Butir Tugas →
Sebutkan semua dampak pemanasan global yang dinyatakan dalam teks bacaan tentang perambahan hutan di bawah.

Teks Bacaan →
┌────────

Daya dukung bumi semakin terbatas, sumberdaya alam semakin tergerus, sumber kehidupan seperti air semakin menyusut dan berdampak pada krisis air bersih. Perambahan hutan secara besar-besaran tanpa mempertimbangkan daya dukungya justru semakin menurunkan kemampuan bumi untuk menyerap air, dan juga menurunkan kemampuan bumi untuk mengurangi laju pemanasan global melalui serapan karbon dioksida oleh vegetasi untuk kebutuhan fotosintesis, dimana sebagian besar hasil fotosintesis berupa oksigen yang sangat dibutuhkan oleh manusia dan hewan untuk aktivitas pernafasan.

Dampak dari perambahan hutan secara besar-besaran adalah terjadi fragmentasi habitat dari satwa liar dan memacu pemanasan global yang tidak terkendali, akibat tingginya konsentrasi gas rumah kaca di atmosfer bumi. Dampak pemanasan global adalah terjadi perubahan iklim, kekeringan dan kelaparan, dan juga menimbulkan berbagai wabah penyakit.

Intergovernmental Panel on Cilimate Change (IPCC) sejak awal tahun 2001 sudah memprediksikan dampak serius dari perubahan iklim akibat pemanasan global, salah satunya adalah muculnya berbagai wabah penyakit. Pandemi Covid-19 ini membuktikan kebenaran dari prediksi IPCC. Sekarang ini kita tidak lagi bertanya apakah perubahan iklim dapat berdampak pada kesehatan manusia?, namun kita sudah harus bertanya seberapa besar dampak perubahan iklim bagi kesehatan manusia?, dan strategi apa yang harus dilakukan untuk mengurangi laju pemanasan global serta dampaknya bagi bumi?.

└────────

Materi Hasil Ekstraksi →

┌────────

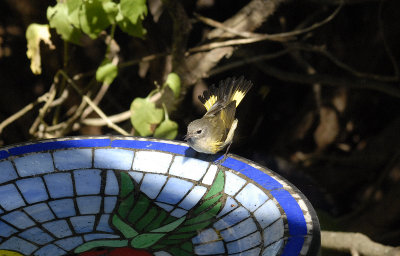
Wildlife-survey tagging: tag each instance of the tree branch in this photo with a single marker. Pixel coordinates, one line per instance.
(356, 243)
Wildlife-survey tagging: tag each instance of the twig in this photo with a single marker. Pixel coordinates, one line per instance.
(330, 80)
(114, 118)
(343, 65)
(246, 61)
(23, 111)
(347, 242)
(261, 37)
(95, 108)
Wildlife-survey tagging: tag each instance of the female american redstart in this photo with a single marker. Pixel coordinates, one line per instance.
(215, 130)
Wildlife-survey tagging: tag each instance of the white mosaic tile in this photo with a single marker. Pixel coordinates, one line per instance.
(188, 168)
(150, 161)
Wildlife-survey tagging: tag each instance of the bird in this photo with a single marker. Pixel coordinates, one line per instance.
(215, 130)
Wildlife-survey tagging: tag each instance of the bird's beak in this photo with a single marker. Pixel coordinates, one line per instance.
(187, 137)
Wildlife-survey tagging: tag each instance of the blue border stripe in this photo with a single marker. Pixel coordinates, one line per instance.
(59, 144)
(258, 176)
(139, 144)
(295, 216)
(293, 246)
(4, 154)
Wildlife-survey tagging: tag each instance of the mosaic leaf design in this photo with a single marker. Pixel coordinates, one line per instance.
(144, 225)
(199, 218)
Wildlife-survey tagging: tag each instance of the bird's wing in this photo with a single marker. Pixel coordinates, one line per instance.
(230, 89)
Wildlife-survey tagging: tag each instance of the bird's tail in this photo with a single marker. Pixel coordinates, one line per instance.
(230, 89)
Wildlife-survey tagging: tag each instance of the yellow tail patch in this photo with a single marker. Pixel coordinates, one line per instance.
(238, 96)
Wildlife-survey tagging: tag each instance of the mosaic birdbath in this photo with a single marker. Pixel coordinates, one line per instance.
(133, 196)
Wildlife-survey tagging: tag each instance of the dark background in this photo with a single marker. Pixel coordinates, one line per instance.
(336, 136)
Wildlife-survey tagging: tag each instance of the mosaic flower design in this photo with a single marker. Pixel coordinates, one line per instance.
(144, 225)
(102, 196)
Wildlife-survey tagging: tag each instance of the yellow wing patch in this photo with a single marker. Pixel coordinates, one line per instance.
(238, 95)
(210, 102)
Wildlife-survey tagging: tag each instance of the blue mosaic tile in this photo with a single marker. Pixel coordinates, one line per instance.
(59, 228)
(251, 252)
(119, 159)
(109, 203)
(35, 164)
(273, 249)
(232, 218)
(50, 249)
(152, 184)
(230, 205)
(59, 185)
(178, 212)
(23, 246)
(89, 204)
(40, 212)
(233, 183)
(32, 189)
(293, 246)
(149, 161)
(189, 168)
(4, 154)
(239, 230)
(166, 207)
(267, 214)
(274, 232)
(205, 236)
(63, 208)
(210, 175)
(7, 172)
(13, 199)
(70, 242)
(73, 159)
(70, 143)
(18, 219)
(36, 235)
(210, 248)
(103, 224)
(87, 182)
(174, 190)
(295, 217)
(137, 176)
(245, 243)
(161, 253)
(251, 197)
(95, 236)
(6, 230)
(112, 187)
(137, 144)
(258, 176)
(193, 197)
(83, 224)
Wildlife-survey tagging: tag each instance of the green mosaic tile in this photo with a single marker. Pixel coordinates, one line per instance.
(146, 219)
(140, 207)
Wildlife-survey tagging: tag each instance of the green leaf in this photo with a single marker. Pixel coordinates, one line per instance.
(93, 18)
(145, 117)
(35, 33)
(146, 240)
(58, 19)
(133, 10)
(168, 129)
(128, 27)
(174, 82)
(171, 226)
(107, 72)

└────────
┌────────

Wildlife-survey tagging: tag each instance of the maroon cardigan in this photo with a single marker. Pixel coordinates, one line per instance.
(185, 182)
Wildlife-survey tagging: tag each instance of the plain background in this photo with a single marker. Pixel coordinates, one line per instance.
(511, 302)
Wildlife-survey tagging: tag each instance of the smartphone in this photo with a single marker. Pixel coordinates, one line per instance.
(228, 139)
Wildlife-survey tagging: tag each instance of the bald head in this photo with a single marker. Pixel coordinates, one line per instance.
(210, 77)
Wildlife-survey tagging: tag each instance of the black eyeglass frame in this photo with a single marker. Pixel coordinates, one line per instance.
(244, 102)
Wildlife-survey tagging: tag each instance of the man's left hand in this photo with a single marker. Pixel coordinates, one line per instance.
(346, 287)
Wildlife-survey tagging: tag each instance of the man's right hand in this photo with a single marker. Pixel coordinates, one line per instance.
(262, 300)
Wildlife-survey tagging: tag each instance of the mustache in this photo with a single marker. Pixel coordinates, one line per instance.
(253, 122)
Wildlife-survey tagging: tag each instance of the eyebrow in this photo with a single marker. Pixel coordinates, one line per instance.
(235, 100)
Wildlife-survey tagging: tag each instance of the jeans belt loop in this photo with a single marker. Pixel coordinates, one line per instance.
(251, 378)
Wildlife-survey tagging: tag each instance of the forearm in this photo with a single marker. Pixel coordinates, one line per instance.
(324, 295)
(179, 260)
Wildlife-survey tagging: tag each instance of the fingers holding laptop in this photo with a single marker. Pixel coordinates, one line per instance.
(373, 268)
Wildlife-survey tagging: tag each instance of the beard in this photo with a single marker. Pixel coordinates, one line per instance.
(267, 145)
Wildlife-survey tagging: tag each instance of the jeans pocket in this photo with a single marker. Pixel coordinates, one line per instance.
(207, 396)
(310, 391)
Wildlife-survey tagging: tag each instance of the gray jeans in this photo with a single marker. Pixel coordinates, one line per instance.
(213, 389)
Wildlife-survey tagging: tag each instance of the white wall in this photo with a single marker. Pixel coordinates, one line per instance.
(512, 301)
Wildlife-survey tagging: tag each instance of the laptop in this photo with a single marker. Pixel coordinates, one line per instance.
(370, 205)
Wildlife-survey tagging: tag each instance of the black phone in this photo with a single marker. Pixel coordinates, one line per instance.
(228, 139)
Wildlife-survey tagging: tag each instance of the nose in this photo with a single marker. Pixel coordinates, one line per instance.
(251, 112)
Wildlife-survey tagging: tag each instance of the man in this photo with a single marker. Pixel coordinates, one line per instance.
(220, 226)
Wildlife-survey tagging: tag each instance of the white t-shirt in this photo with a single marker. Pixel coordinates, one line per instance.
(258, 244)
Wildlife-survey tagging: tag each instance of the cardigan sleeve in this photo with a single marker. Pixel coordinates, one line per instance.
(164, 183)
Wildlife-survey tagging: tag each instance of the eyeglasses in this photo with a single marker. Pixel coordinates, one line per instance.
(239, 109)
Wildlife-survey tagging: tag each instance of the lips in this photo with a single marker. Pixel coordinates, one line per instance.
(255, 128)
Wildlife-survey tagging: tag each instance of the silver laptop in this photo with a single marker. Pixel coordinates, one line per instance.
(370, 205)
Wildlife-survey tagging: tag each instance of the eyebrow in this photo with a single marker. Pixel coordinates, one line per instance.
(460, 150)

└────────
┌────────

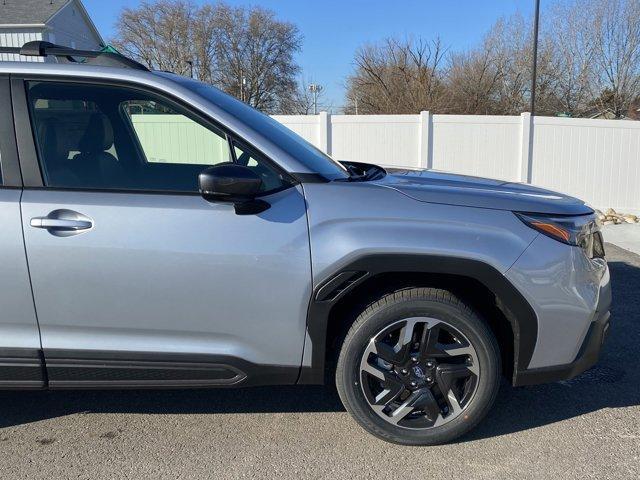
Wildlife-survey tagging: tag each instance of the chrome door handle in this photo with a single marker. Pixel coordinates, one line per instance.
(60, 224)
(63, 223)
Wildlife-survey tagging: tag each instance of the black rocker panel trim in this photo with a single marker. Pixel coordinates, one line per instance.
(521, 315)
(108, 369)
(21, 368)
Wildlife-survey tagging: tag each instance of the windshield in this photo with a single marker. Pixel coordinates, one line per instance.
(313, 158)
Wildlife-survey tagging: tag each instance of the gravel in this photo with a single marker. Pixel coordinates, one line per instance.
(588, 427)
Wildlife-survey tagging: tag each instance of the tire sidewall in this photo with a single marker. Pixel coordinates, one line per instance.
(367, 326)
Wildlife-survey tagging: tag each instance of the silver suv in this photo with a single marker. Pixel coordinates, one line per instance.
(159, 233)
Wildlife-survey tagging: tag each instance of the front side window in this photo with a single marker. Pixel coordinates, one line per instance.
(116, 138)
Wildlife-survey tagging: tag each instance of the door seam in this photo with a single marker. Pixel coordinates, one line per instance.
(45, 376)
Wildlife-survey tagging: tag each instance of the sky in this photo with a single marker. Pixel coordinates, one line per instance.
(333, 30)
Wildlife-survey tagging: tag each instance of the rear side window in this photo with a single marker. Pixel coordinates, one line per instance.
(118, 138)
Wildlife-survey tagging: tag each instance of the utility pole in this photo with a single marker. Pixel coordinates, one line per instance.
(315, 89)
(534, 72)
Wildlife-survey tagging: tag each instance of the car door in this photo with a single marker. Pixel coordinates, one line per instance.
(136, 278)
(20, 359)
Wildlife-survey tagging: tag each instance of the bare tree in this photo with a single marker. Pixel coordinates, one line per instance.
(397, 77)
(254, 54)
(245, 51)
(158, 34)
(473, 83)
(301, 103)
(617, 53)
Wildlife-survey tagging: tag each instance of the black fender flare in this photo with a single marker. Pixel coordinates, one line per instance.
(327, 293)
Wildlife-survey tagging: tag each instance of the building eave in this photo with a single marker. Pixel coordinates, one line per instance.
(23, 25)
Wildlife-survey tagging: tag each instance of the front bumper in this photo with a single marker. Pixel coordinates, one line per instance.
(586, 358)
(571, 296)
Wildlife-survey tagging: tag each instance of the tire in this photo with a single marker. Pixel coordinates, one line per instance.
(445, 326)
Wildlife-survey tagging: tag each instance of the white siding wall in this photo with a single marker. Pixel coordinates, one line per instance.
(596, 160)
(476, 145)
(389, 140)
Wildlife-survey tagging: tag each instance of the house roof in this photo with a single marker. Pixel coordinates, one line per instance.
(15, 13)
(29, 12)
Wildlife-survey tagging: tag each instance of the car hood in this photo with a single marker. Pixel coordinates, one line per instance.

└────────

Jawaban Tugas →
Perubahan iklim, kekeringan, kelaparan, dan berbagai wabah penyakit.